-- DATA FOR THE TASK follows --

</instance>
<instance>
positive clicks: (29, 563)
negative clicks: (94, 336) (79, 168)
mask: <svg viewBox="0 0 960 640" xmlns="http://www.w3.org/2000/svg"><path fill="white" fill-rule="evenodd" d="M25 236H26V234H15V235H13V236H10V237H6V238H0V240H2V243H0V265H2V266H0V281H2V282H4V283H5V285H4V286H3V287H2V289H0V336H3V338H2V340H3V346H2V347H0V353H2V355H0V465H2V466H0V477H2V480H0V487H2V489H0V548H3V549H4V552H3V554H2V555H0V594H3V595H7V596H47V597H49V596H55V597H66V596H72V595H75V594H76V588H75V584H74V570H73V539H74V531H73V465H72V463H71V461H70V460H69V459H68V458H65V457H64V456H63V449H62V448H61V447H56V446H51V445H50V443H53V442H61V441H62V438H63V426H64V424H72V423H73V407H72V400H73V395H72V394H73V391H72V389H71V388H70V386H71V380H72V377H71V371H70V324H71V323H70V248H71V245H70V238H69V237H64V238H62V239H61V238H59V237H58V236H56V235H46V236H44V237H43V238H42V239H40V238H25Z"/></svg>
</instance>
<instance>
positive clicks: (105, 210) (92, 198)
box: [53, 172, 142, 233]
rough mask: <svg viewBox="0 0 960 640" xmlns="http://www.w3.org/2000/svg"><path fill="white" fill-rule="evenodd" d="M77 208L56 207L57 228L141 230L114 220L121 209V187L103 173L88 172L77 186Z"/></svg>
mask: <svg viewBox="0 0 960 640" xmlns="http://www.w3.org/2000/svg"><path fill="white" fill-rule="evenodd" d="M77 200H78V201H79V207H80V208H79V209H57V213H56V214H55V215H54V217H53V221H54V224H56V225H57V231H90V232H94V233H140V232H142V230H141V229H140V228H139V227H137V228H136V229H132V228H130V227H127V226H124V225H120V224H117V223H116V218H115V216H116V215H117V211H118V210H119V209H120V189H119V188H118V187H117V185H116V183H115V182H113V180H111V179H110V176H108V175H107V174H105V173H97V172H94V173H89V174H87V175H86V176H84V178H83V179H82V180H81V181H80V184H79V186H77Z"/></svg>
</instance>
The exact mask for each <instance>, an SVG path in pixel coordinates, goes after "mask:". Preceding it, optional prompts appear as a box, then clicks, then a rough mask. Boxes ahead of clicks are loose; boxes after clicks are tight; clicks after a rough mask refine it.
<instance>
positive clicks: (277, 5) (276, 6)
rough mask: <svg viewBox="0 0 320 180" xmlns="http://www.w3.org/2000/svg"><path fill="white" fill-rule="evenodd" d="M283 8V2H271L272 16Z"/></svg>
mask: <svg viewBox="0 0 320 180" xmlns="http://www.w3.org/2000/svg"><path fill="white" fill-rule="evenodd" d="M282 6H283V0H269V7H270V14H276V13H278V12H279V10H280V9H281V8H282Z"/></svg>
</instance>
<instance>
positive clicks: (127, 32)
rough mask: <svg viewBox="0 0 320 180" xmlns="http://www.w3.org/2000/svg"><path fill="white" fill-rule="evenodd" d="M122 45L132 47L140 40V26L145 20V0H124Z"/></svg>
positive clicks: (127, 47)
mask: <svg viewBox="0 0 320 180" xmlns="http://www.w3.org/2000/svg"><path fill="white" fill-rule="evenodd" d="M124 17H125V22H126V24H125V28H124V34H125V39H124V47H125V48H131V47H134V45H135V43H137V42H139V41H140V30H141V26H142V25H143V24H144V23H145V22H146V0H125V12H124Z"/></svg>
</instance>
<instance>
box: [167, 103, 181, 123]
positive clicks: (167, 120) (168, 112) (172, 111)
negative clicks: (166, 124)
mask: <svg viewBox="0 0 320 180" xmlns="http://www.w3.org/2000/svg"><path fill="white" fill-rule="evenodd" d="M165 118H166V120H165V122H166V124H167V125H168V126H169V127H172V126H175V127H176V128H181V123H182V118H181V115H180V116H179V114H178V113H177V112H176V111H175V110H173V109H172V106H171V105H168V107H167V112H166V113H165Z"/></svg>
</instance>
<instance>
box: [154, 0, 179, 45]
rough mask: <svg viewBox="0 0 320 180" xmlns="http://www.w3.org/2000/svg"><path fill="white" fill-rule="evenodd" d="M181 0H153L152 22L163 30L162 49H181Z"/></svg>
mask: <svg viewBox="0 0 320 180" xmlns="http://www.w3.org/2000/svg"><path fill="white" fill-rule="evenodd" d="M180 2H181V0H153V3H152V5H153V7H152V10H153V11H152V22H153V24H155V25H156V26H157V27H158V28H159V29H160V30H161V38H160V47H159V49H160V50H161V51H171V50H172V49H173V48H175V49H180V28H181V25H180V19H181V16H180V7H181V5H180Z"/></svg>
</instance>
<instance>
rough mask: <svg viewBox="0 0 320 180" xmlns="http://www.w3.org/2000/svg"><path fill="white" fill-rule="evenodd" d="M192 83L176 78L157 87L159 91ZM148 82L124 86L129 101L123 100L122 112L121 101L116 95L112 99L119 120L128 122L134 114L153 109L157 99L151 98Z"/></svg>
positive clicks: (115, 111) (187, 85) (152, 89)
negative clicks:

-- DATA FOR THE TASK concluded --

What you return should match every line above exactly.

■ **RESPONSE TO THIS EXERCISE**
</instance>
<instance>
positive clicks: (29, 563)
negative clicks: (94, 336) (79, 168)
mask: <svg viewBox="0 0 960 640" xmlns="http://www.w3.org/2000/svg"><path fill="white" fill-rule="evenodd" d="M25 236H26V234H15V235H13V236H10V237H6V238H0V240H2V243H0V265H2V266H0V281H2V282H4V283H5V285H4V286H3V287H2V289H0V336H3V338H2V340H3V346H2V347H0V353H2V355H0V465H2V466H0V477H2V480H0V487H2V489H0V548H3V549H4V552H3V554H2V555H0V594H3V595H7V596H47V597H49V596H55V597H66V596H72V595H75V594H76V588H75V584H74V570H73V539H74V531H73V465H72V463H71V461H70V460H69V459H68V458H65V457H64V456H63V449H62V448H61V447H56V446H51V445H50V443H53V442H61V441H62V438H63V426H64V424H72V423H73V407H72V400H73V395H72V394H73V391H72V389H71V388H70V386H71V380H72V377H71V371H70V324H71V323H70V248H71V245H70V238H69V237H64V238H62V239H61V238H59V237H58V236H56V235H46V236H44V237H43V238H42V239H40V238H25Z"/></svg>
</instance>
<instance>
positive clicks: (105, 210) (92, 198)
box: [53, 172, 142, 233]
rough mask: <svg viewBox="0 0 960 640" xmlns="http://www.w3.org/2000/svg"><path fill="white" fill-rule="evenodd" d="M77 208L56 207L57 228L141 230L114 220L121 209V187L103 173L88 172L77 186Z"/></svg>
mask: <svg viewBox="0 0 960 640" xmlns="http://www.w3.org/2000/svg"><path fill="white" fill-rule="evenodd" d="M77 200H78V201H79V207H80V208H79V209H57V213H56V214H55V215H54V217H53V221H54V224H56V225H57V231H90V232H94V233H140V232H142V230H141V229H140V228H139V227H137V228H136V229H132V228H130V227H127V226H124V225H120V224H117V223H116V218H115V216H116V215H117V211H118V210H119V209H120V189H119V188H118V187H117V185H116V183H115V182H113V180H111V179H110V176H108V175H107V174H105V173H97V172H94V173H89V174H87V175H86V176H84V178H83V179H82V180H81V181H80V184H79V186H77Z"/></svg>
</instance>
The exact mask for each <instance>, an SVG path in pixel coordinates, goes after "mask:". Preceding it, optional prompts appear as a box, then clicks, then a rough mask. Boxes ahead of clicks are loose; boxes after clicks are tight; clicks after a rough mask refine it.
<instance>
positive clicks: (277, 5) (276, 6)
rough mask: <svg viewBox="0 0 320 180" xmlns="http://www.w3.org/2000/svg"><path fill="white" fill-rule="evenodd" d="M283 8V2H271L272 16Z"/></svg>
mask: <svg viewBox="0 0 320 180" xmlns="http://www.w3.org/2000/svg"><path fill="white" fill-rule="evenodd" d="M282 6H283V0H269V7H270V14H276V13H278V12H279V10H280V9H281V8H282Z"/></svg>
</instance>
<instance>
positive clicks: (127, 32)
rough mask: <svg viewBox="0 0 320 180" xmlns="http://www.w3.org/2000/svg"><path fill="white" fill-rule="evenodd" d="M122 45L132 47L140 40V26L145 20V0H124Z"/></svg>
positive clicks: (127, 47)
mask: <svg viewBox="0 0 320 180" xmlns="http://www.w3.org/2000/svg"><path fill="white" fill-rule="evenodd" d="M124 17H125V22H126V24H125V28H124V34H125V39H124V47H125V48H131V47H134V45H135V43H137V42H139V41H140V30H141V26H142V25H143V24H144V23H145V22H146V0H125V12H124Z"/></svg>
</instance>
<instance>
box: [167, 103, 181, 123]
positive clicks: (167, 120) (168, 112) (172, 111)
negative clicks: (166, 124)
mask: <svg viewBox="0 0 320 180" xmlns="http://www.w3.org/2000/svg"><path fill="white" fill-rule="evenodd" d="M165 118H166V120H165V122H166V124H167V125H168V126H169V127H172V126H175V127H176V128H181V123H182V118H181V115H180V116H179V114H178V113H177V112H176V111H175V110H173V109H172V106H171V105H168V107H167V112H166V113H165Z"/></svg>
</instance>
<instance>
box: [154, 0, 179, 45]
rough mask: <svg viewBox="0 0 320 180" xmlns="http://www.w3.org/2000/svg"><path fill="white" fill-rule="evenodd" d="M181 0H153L152 22L163 30L162 49H181Z"/></svg>
mask: <svg viewBox="0 0 320 180" xmlns="http://www.w3.org/2000/svg"><path fill="white" fill-rule="evenodd" d="M180 2H181V0H153V3H152V5H153V7H152V10H153V11H152V22H153V24H155V25H156V26H157V27H158V28H159V29H160V30H161V38H160V47H159V49H160V50H161V51H171V50H172V49H173V48H175V49H180V28H181V25H180V19H181V16H180V7H181V5H180Z"/></svg>
</instance>
<instance>
rough mask: <svg viewBox="0 0 320 180" xmlns="http://www.w3.org/2000/svg"><path fill="white" fill-rule="evenodd" d="M192 83L176 78L157 87L159 91ZM148 82L124 86L129 101L123 100L122 112L121 101L116 95L112 99L119 120L128 122L134 114L153 109L157 99L151 98Z"/></svg>
positive clicks: (115, 111) (187, 85) (152, 89)
negative clicks:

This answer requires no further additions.